When an agent fails repeatedly, the first audit target is the harness, not the model. Raschka's diagnostic: "much of apparent model quality is really context quality." Context quality is a harness concern.
Instrument the harness for trajectory capture from the beginning — this is infrastructure, not a nice-to-have. Every session run through a well-instrumented harness produces training data, evaluation data, and edge-case documentation. The compounding effect accumulates over months.
Connections
- To Foundations: The harness is the fifth pillar, joining Prompt, Model, Context, and Tool Use. The Twelve Leverage Points chapter identifies execution-layer levers that map directly to harness components.
- To Prompt: The harness manages prompt shape — the stable/dynamic split that enables cache reuse. Prompt engineering operates within constraints the harness establishes.
- To Model: Harness and model capability are additively independent (Agent Psychometrics formula). Harness investment yields gains regardless of model selection.
- To Context: Context management is a harness component. The context chapter covers strategies in depth; this chapter owns the architectural framing.
- To Tool Use: Tool access is a harness concern — the harness defines what the agent can do. Tool design principles operate within the access layer the harness enforces.
- To Patterns: The Orchestrator Pattern, Autonomous Loops, and ReAct patterns all describe execution flows that harnesses implement. The harness is the runtime that makes patterns operational.
- To Practices: Debugging, cost management, and production operations are all harness-level concerns. The practices chapter provides operational depth; this chapter provides the conceptual foundation.
- To Practitioner Toolkit: Specific harness implementations — Claude Code, Google ADK, LangGraph — are evaluated in the Toolkit chapter. This chapter provides the framework for evaluating them.

COLLECTED DATA:
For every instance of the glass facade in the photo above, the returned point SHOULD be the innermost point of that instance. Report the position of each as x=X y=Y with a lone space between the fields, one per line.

TASKS AND EXERCISES:
(1) In the agent harness passage, what should be audited first when an agent fails repeatedly?
(2) Say whether each statement agrees with the agent harness passage, and support each yes or no with the text's own words: (a) Harness investment pays off only with particular models. (b) Context management counts as a harness component. (c) Trajectory capture is treated as a nice-to-have.
(3) Copy the agent harness passage between "Connections" and "to harness components.", inclusive.
None of this work draws on the data.

ACTIVITY ANSWERS:
(1) The harness, not the model.

(2)
(a) No: "Harness investment yields gains regardless of model selection."
(b) Yes: "Context management is a harness component."
(c) No: "this is infrastructure, not a nice-to-have."

(3)
Connections
- To Foundations: The harness is the fifth pillar, joining Prompt, Model, Context, and Tool Use. The Twelve Leverage Points chapter identifies execution-layer levers that map directly to harness components.